--- Record list ---

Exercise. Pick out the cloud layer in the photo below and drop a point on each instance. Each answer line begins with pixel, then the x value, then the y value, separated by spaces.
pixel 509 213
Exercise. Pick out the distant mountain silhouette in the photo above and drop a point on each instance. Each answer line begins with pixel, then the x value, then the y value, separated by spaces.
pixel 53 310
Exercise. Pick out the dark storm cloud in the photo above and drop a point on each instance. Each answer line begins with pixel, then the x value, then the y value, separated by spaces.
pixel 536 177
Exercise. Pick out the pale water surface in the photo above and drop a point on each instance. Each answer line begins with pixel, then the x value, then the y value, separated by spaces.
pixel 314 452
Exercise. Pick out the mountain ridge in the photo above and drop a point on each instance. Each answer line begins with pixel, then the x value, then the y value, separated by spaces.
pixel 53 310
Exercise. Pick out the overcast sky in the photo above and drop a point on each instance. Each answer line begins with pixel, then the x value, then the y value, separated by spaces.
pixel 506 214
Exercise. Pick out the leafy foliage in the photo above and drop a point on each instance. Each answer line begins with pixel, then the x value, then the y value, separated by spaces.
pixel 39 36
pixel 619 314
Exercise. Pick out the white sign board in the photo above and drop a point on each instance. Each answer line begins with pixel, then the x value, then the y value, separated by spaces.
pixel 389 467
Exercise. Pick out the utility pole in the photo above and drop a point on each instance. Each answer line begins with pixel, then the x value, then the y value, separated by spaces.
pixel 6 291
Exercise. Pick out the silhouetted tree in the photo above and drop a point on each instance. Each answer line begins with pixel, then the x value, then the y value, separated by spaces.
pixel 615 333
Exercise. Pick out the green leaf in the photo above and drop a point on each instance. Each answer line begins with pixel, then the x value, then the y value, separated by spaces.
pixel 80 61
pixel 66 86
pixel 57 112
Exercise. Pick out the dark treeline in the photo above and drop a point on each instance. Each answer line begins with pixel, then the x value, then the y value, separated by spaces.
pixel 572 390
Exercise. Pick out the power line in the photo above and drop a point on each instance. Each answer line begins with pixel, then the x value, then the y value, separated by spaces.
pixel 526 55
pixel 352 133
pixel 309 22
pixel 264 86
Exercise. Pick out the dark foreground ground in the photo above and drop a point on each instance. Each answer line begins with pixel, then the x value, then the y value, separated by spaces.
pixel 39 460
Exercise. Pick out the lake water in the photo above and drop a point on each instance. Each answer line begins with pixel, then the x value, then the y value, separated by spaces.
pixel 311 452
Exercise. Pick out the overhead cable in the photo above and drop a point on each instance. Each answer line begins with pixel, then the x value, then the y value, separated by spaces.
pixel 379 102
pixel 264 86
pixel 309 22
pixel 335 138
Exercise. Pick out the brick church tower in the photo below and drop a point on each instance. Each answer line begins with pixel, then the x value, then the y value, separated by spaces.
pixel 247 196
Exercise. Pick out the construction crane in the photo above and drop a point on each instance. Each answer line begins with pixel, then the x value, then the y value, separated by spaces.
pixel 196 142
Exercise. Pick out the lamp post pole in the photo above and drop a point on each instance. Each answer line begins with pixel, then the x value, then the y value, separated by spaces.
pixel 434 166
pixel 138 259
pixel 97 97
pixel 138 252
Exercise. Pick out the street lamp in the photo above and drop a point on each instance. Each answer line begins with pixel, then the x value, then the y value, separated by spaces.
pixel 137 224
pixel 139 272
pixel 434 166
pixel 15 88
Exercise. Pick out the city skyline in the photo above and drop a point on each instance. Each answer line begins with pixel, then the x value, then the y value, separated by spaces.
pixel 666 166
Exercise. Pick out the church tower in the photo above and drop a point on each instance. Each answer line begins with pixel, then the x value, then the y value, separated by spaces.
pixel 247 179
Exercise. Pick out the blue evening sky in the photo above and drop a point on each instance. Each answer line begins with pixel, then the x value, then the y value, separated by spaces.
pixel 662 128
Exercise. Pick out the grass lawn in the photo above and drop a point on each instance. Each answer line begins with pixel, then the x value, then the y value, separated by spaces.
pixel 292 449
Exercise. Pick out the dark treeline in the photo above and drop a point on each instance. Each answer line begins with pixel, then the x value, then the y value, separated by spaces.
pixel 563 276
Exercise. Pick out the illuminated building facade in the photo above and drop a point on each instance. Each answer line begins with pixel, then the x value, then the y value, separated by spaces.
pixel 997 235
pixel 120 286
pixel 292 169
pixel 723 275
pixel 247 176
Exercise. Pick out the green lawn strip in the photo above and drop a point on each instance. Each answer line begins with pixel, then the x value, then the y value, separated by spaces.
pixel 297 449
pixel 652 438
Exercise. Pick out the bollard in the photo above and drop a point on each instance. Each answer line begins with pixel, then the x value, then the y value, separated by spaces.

---

**Exercise task**. Copy every one of the records above word for word.

**Response**.
Exercise. Pick out the cloud layer in the photo below and drop a point on each instance. Each answer line begins with pixel, then the x value, then the y value, separated by spaces.
pixel 509 213
Exercise. Pick out the distant mountain silhouette in the photo above and drop a point on each instance. Each answer line begins with pixel, then the x value, then the y value, separated by spaces.
pixel 53 310
Exercise. Pick out the dark storm cloud in the photo above and drop a point on each instance. Each answer line begins with pixel, then the x value, then the y value, separated by spaces.
pixel 536 177
Exercise. Pick out the pale water surface in the photo above and drop a point on each instance. Each answer line begins with pixel, then the x value, then the y value, separated by spaces.
pixel 314 452
Exercise. Pick out the mountain ridge in the photo above and drop a point on each instance. Each answer line begins with pixel, then the x value, then the y value, separated by spaces.
pixel 53 310
Exercise. Pick out the overcast sky in the photo above and drop a point on each instance. Each answer line begins with pixel, then the x value, then the y value, separated by spaces.
pixel 506 214
Exercise. Pick out the leafy foliage in the photo above and drop a point on each instance. Each answer line begins with pixel, then the x value, then the y value, separated by spaces.
pixel 39 36
pixel 619 314
Exercise. Pick out the white sign board in the photo above and drop a point on each instance. Each answer line begins with pixel, then the x value, then the y value, separated by spaces.
pixel 389 467
Exercise. Pick out the utility pole in the photo above and drop a point on each instance. Each answer line begins with pixel, then the x value, then the y value, separated by spaces.
pixel 6 291
Exercise. Pick out the silhouetted tree in the photo above and drop a point on each instance. Each answer line begins with pixel, then the x value, then the y value, separated by spaces.
pixel 615 333
Exercise. Pick out the green leaf in the photo above and drop a point on each instance. Each answer line begins with pixel, then the x value, then the y value, separated by spaces.
pixel 80 61
pixel 66 86
pixel 57 112
Exercise. Pick out the dark treeline in the photo above and drop a point on each instance. Each answer line begins with pixel, then the x value, then the y value, separated by spaces.
pixel 572 390
Exercise. Pick out the power line in the photo above and drop a point on each instance. Each answer line begins with pixel, then the x value, then the y value, separated by spaces.
pixel 526 55
pixel 352 133
pixel 309 22
pixel 264 86
Exercise. Pick out the dark foreground ground in the photo above and drop a point on each instance. Each answer line begins with pixel, then the x value, then the y value, separated by spaces.
pixel 39 460
Exercise. Pick out the lake water in the photo above and drop a point on each instance. Each answer line begins with pixel, then the x value, then the y value, separated by spaces.
pixel 311 452
Exercise. Pick out the overhead cable in the photo above and drop a point on each instance. Each answer line begins with pixel, then the x value, then the y value, separated by spaces.
pixel 379 102
pixel 264 86
pixel 309 22
pixel 335 138
Exercise. Pick out the brick church tower in the photo below and drop a point on each instance. Each answer line begins with pixel, then the x value, then the y value, separated by spaces.
pixel 247 196
Exercise. Pick out the construction crane in the photo above and drop a point on each instance. Each answer line begins with pixel, then the x value, then the y value, separated by spaces.
pixel 196 142
Exercise. Pick out the lamp post pole in the photo above and drop a point on each instance. Each answer line begins with pixel, then the x value, then the y value, separated by spaces.
pixel 434 166
pixel 138 259
pixel 97 97
pixel 138 252
Exercise. Pick out the street lamp in the photo above and drop a point on each instance. Each answer line begins with pixel, then the x value, then the y value, separated by spaces.
pixel 137 224
pixel 139 272
pixel 434 166
pixel 15 88
Exercise. Pick out the city skyline in the photo above and drop a point on each instance. Each answer line begins with pixel, then the x value, then the y value, separated by spaces.
pixel 666 166
Exercise. Pick out the church tower in the photo above and drop a point on each instance. Each answer line begins with pixel, then the x value, then the y value, separated by spaces.
pixel 247 179
Exercise. Pick out the blue evening sky in the photo above and drop a point on each instance. Each answer line begins with pixel, then the x value, then the y value, separated by spaces.
pixel 662 128
Exercise. Pick out the grass lawn in the photo above and drop a point on each instance. Each answer line begins with pixel, then the x value, then the y value, separated by spaces.
pixel 292 449
Exercise. Pick out the dark treeline in the photo above and drop a point on each instance. Each answer line begins with pixel, then the x value, then the y value, separated by spaces.
pixel 563 276
Exercise. Pick out the illuminated building facade in the photo above and drop a point on each instance. Each answer line begins with pixel, then the x value, then the y value, separated by spaces.
pixel 997 235
pixel 120 286
pixel 292 169
pixel 723 275
pixel 247 176
Exercise. Pick out the green lawn strip in the photo above and drop a point on each instance. Each answer line begins with pixel, then the x value, then the y value, separated by spaces.
pixel 297 449
pixel 652 438
Exercise. Pick out the bollard in the photo above and drop a point on each instance. Each answer line begins with pixel, then the x value, then the y value, separated by spaces.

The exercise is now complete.